INSTRUCTIONS FOR THE TASK: Return each line of the material below that contains the word "white".

DATASET:

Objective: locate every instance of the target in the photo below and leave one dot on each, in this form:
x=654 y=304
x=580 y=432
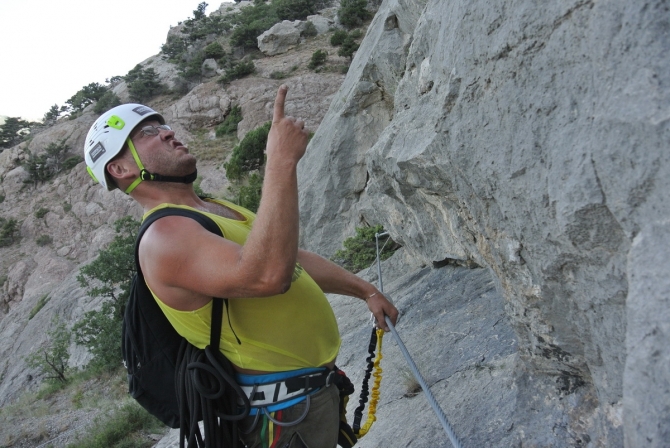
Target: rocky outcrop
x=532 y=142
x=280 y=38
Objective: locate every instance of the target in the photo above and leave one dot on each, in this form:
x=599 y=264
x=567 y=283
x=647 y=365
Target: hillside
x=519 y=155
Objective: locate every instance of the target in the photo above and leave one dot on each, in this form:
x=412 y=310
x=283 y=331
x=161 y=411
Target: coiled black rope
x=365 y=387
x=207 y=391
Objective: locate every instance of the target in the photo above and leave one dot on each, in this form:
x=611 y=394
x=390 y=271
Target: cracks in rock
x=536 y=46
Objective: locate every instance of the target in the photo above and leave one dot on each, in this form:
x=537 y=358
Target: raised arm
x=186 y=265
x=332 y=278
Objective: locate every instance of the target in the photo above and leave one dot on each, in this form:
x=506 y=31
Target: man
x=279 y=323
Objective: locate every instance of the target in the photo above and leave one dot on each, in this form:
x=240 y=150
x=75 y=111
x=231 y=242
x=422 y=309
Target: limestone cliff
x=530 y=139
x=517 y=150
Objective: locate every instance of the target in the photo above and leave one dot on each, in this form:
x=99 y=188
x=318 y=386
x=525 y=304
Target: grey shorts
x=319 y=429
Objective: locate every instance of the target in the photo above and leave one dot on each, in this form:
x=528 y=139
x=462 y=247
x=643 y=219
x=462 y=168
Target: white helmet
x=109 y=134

* * *

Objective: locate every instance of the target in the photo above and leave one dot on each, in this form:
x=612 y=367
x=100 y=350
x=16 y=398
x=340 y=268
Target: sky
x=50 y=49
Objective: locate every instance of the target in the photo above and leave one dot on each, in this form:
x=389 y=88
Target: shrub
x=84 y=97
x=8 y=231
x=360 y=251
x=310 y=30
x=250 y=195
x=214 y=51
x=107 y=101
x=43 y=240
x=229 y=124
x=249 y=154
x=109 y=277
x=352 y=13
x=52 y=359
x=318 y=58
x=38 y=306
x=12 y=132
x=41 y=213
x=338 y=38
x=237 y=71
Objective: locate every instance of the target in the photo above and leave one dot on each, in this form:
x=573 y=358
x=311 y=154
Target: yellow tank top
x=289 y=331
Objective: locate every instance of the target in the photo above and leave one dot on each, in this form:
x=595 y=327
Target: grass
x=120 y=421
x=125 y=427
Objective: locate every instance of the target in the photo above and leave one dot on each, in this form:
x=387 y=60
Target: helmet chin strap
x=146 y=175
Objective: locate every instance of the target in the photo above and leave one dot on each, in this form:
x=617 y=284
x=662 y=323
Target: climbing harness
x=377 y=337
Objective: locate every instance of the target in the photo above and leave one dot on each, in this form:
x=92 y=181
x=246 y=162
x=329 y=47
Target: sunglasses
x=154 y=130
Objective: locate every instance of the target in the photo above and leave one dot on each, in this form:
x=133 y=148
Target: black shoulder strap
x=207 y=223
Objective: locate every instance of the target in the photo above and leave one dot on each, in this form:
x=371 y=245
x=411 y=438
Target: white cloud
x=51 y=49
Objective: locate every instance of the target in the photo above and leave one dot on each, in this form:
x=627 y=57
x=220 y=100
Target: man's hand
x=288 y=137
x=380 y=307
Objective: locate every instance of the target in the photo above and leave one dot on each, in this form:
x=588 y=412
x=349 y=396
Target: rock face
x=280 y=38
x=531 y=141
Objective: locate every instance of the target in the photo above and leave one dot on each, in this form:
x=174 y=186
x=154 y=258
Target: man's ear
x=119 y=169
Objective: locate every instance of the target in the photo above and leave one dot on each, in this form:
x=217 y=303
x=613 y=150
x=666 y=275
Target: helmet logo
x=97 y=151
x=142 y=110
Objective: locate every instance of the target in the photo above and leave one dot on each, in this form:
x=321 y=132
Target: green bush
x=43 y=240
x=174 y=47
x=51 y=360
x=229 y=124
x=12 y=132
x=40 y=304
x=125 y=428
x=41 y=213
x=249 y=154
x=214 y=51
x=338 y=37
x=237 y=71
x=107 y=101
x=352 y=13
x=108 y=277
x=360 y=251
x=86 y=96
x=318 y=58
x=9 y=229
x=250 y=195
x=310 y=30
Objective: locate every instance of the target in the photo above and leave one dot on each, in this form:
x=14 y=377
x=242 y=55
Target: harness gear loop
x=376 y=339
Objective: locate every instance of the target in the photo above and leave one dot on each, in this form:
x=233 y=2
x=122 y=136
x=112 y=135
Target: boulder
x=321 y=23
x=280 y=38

ANSWER FOR THE TASK:
Target: white helmet
Target: white cloud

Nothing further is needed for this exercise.